DOCUMENT TEXT
╭──
The library - which is the central place in Myst - has
to be visited several times to insert the pages into
the books or to find information about the codes. As
the player has to return to it again and again, the
temporal structure of Myst is cyclical rather than chronological.
The cycle of events leads to the final event and the
solution of the mystery of this game. It is not the
sequence of events or their causal order that make us
understand the final event, but their function as elements
in a puzzle which has to be constructed.
Time, as well as space, is here condensed in a way,
which allows for multiple perspectives. These lead to
a multiplicity of narratives, all embedded in the boundaries
of the given space.
To sum up, I would say that computer games use narrative
structures to organize their worlds.
╰──
WHAT TO WORK ON
[1] In the passage on Myst, why is the temporal structure of the game cyclical rather than chronological?
[2] State whether each statement agrees with the passage on Myst, and support each answer with the exact words from the passage that decide it: (a) The library needs to be visited only once. (b) The multiple perspectives lead to a multiplicity of narratives. (c) The causal order of events is what makes the final event understandable.
[3] Resume the passage on Myst, continuing from its last sentence.
The material has no connection to the passage on Myst.

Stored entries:
╭──
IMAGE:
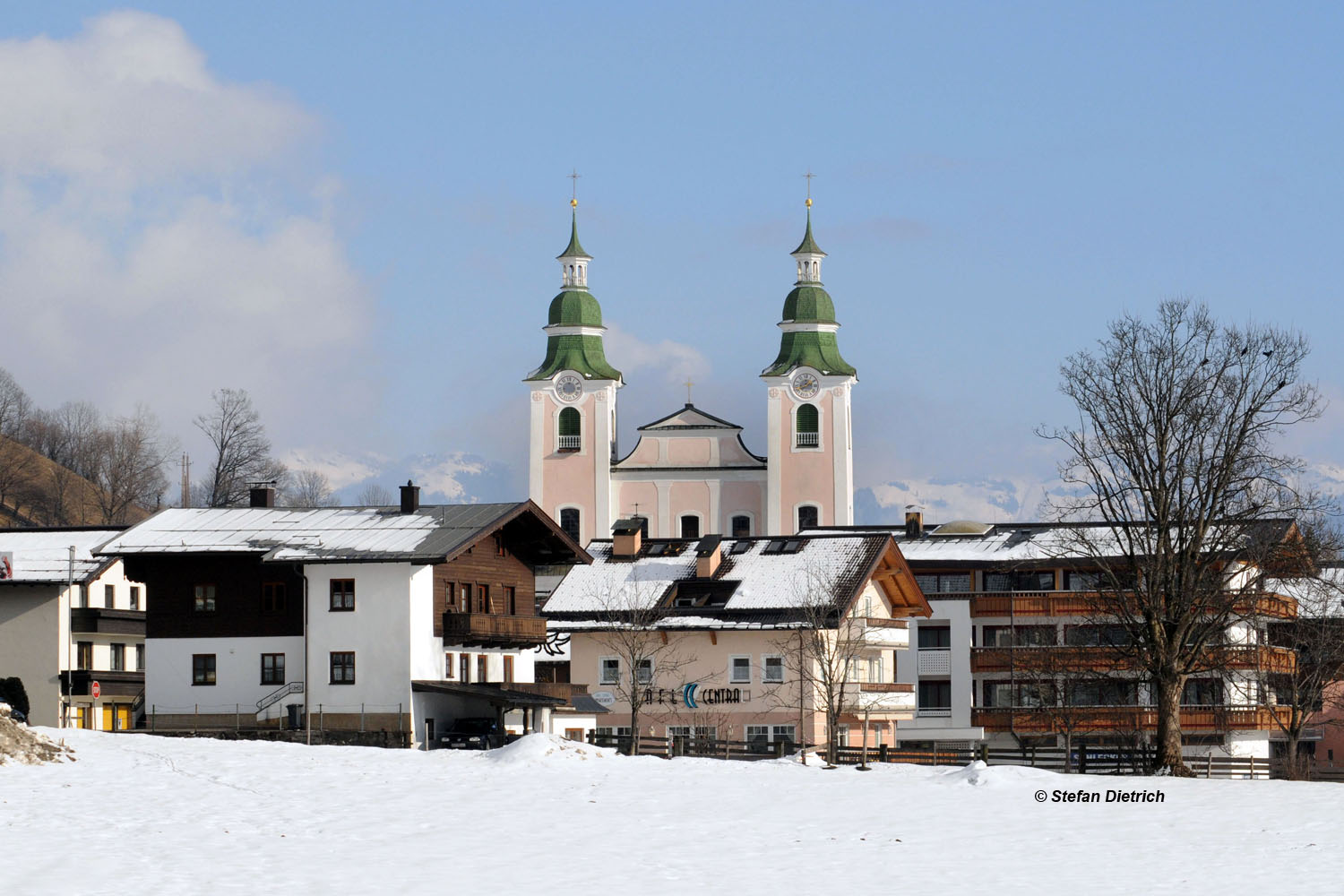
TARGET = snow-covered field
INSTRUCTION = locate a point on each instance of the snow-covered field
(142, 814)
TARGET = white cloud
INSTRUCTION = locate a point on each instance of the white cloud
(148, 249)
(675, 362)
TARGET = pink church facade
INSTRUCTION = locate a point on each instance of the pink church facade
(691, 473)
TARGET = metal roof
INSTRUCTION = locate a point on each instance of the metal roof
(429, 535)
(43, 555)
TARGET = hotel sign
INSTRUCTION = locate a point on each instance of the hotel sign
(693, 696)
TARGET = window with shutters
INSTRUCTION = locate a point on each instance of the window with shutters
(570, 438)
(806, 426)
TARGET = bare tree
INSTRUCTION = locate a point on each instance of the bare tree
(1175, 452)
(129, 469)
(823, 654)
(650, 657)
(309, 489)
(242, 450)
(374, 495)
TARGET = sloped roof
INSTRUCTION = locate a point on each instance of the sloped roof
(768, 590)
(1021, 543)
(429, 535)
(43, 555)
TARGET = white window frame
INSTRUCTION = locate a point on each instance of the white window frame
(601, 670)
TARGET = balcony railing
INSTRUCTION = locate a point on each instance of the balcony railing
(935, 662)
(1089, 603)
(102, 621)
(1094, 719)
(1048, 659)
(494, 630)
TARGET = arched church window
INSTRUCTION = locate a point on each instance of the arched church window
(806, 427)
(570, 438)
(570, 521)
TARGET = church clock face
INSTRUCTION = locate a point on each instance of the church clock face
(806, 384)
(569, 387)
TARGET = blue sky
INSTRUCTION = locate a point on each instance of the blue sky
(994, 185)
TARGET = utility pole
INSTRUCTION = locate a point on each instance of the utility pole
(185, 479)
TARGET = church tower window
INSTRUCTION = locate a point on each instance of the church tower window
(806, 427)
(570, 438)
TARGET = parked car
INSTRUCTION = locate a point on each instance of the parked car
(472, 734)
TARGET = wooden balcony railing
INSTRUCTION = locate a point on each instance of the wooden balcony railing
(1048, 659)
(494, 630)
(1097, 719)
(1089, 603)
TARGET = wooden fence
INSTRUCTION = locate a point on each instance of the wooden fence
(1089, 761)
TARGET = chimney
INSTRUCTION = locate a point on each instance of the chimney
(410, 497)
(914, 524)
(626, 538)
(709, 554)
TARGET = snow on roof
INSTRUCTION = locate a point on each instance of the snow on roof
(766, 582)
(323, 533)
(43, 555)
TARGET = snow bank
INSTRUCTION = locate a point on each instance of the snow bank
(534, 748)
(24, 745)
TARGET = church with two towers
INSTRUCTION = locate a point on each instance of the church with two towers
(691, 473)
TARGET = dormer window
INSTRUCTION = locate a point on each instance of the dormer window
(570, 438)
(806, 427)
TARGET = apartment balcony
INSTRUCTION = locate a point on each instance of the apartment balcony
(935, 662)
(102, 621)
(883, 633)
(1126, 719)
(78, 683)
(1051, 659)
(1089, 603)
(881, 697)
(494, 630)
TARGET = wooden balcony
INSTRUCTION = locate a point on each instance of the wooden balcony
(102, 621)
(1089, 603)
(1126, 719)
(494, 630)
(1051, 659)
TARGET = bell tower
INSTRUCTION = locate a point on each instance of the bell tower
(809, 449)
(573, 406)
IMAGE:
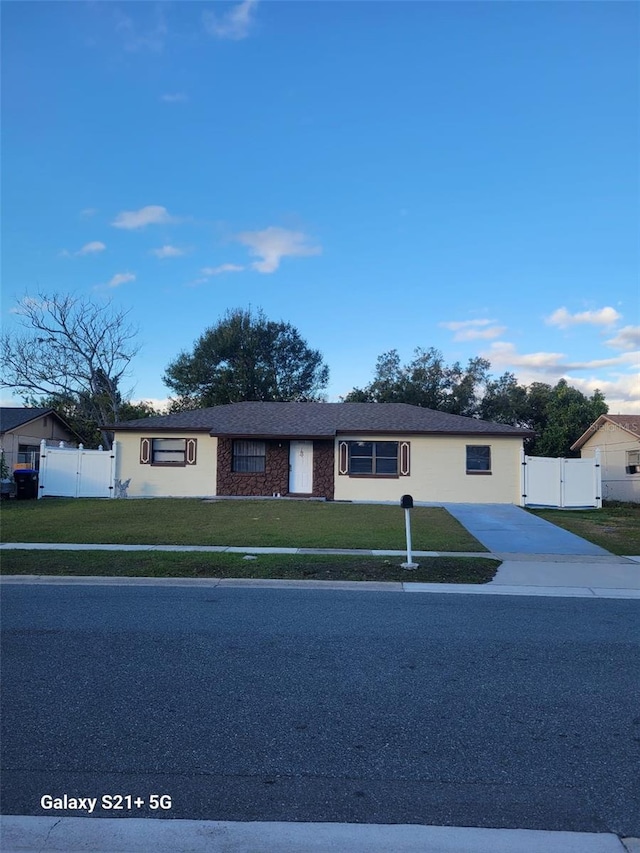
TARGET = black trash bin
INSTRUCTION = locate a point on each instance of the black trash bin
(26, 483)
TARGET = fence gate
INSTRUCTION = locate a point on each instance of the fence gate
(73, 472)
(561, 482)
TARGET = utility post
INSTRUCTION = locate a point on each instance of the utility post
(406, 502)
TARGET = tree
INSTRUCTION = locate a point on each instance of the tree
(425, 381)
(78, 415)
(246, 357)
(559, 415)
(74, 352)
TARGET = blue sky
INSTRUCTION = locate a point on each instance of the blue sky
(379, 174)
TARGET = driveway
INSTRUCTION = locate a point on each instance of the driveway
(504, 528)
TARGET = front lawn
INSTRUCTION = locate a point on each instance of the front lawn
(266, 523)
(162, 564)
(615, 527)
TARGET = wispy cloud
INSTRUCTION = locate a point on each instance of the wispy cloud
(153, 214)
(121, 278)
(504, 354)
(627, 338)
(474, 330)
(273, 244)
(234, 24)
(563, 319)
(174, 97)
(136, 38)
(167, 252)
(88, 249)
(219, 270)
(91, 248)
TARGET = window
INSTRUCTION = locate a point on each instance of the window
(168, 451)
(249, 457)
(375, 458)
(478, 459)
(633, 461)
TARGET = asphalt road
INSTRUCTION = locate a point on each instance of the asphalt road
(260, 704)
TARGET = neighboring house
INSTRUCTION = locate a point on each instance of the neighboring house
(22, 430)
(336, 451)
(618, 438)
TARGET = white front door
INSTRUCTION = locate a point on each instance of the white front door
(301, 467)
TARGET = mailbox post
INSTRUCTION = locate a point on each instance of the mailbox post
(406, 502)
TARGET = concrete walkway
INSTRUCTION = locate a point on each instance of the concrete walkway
╰──
ANSWERS TO THE EXERCISE
[1] The player has to return to the library again and again.

[2]
(a) No: "has to be visited several times"
(b) Yes: "These lead to a multiplicity of narratives"
(c) No: "It is not the sequence of events or their causal order that make us understand the final event"

[3]
A semiotic structure is projected onto the game to construct
a possible world, which plays with traditional literary
motifs and structures of time and space. Depending on
the player's response the computer presents more space,
more images, and more text to explore. While a printed
fictional text presents its episodes in a linear order,
the digital space of the computer game removes that
restriction. The movement between the episodes and places
is dependent on the player's interactions with the game
or intrusions into the given space. The player's "reading"
experience depends on his decisions and interaction.
Fictional works, for example the fairy-tale in its traditional
form, as well as its modern forms, such as fantastic
literature and science fiction function as sources for
the intertextual narrative space in computer games.
(See the study "Cybertextspace"
by Dr. Karin Wenz)
Along with the success of the Internet emerged a new
form of interaction in computer games: the multiplayer
game. Instead of fighting all by himself against a pre-programmed
artificial intelligence, the player can meet other players
online, play, and communicate with them.
As an example for this technical change, that is one
of the reasons for the success of computer games in
mainstream culture, I will focus on action games, the
so-called first-person-shooters.
Action games in their single-player versions started
also with (mostly poor) storylines that refer to SF/Phantasy
settings. By training certain skills (aiming, movement)
the player fights his way through different levels until
he reaches the final showdown.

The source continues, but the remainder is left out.